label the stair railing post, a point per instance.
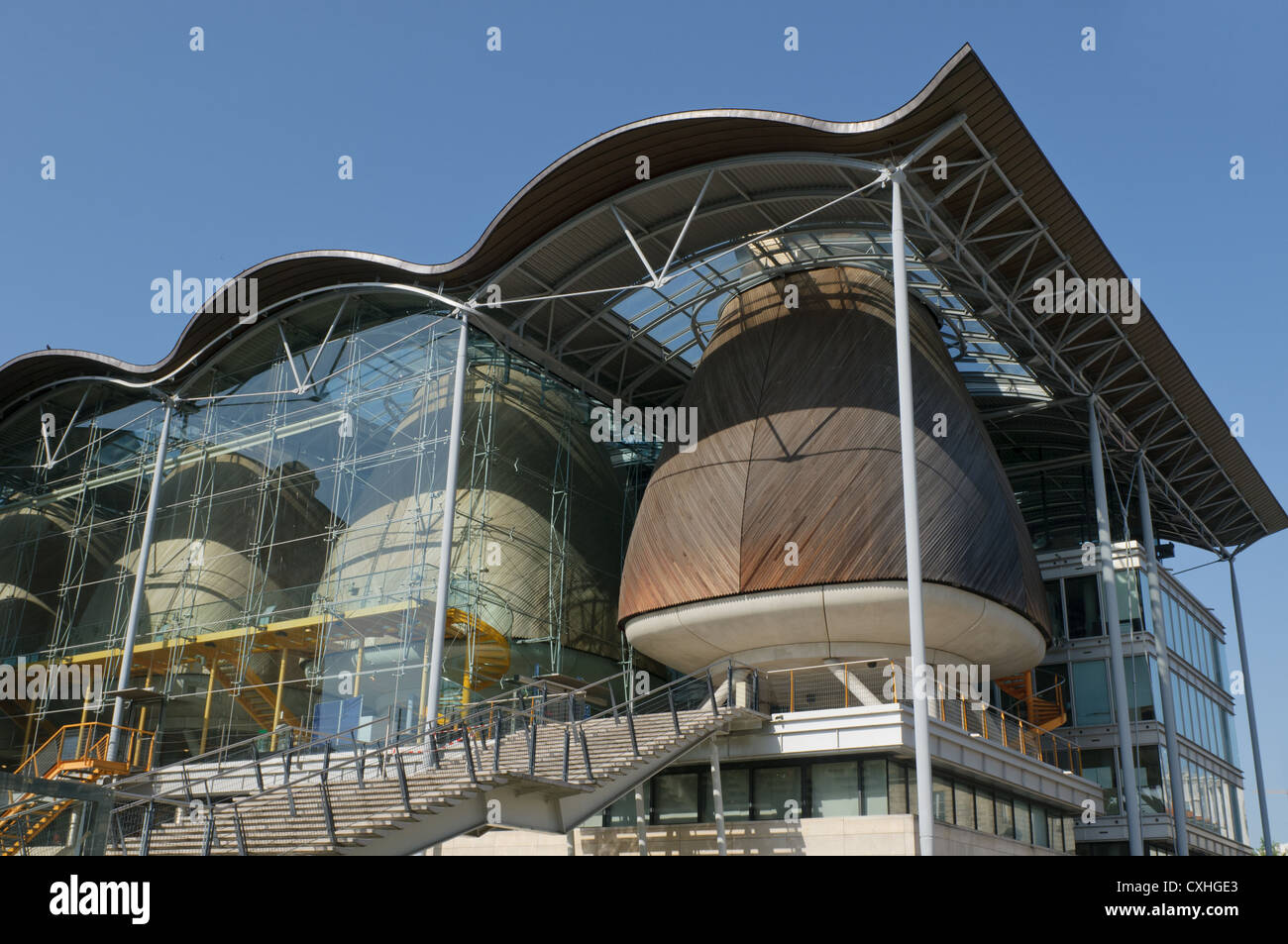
(207, 839)
(402, 781)
(237, 831)
(469, 754)
(630, 725)
(327, 813)
(585, 754)
(120, 833)
(259, 775)
(286, 781)
(567, 745)
(146, 839)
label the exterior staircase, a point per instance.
(78, 752)
(1042, 708)
(501, 769)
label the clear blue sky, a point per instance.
(213, 161)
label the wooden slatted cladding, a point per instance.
(799, 442)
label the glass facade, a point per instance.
(296, 543)
(1203, 719)
(844, 786)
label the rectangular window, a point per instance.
(1091, 693)
(774, 787)
(941, 797)
(984, 819)
(835, 788)
(1149, 780)
(1099, 765)
(1022, 824)
(1128, 603)
(875, 800)
(1140, 693)
(622, 813)
(1082, 605)
(1055, 826)
(1041, 837)
(675, 798)
(964, 801)
(898, 788)
(1055, 608)
(737, 794)
(1004, 816)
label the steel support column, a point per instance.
(640, 820)
(921, 690)
(1163, 657)
(1106, 554)
(717, 798)
(449, 519)
(141, 570)
(1252, 710)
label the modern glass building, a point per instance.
(262, 535)
(297, 528)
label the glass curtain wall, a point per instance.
(296, 543)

| DIRECTION |
Set out exactly the run of lines that begins at the line holding "label the exterior" and ends at the last line of the data.

| TASK ANSWER |
label the exterior staircase, a point per instance.
(78, 752)
(1042, 708)
(501, 769)
label the clear blue sky, a point per instance.
(213, 161)
label the wooden slatted cladding, a point per instance.
(799, 442)
label the glass facade, a point per instance.
(296, 543)
(1203, 719)
(844, 786)
label the rectangular window, a point per instance.
(1091, 693)
(774, 787)
(941, 797)
(984, 819)
(835, 788)
(1149, 780)
(1099, 765)
(1022, 824)
(1128, 603)
(875, 800)
(1140, 693)
(622, 813)
(1082, 605)
(1055, 826)
(1041, 837)
(675, 798)
(964, 801)
(898, 788)
(1055, 608)
(737, 794)
(1004, 816)
label the steel support column, a point per instance.
(640, 820)
(921, 690)
(1163, 657)
(1106, 554)
(717, 798)
(449, 519)
(141, 570)
(1252, 710)
label the modern glass building, a point per instance.
(262, 535)
(297, 528)
label the glass curtain wall, a point per instance.
(296, 543)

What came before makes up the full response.